Your goal:
Put each line of the listing below into a JSON list of strings, one string per line, and leave out any blank lines.

Records for this exercise:

---

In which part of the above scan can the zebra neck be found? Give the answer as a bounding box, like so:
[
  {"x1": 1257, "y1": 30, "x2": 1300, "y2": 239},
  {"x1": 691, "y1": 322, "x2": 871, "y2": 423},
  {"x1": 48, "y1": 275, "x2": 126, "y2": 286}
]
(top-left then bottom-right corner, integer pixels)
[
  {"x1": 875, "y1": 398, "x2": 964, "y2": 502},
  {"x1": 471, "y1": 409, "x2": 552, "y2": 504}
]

---

Task output:
[
  "In which part of the above scan can the zebra neck be found? Give the answer as a bounding box, like so:",
  "[",
  "  {\"x1\": 1257, \"y1\": 30, \"x2\": 1300, \"y2\": 239},",
  "  {\"x1\": 691, \"y1\": 322, \"x2\": 871, \"y2\": 423},",
  "  {\"x1\": 48, \"y1\": 275, \"x2\": 126, \"y2\": 286}",
  "]",
  "(top-left then bottom-right corner, integer pixels)",
  "[",
  "  {\"x1\": 875, \"y1\": 398, \"x2\": 964, \"y2\": 502},",
  "  {\"x1\": 471, \"y1\": 409, \"x2\": 552, \"y2\": 504}",
  "]"
]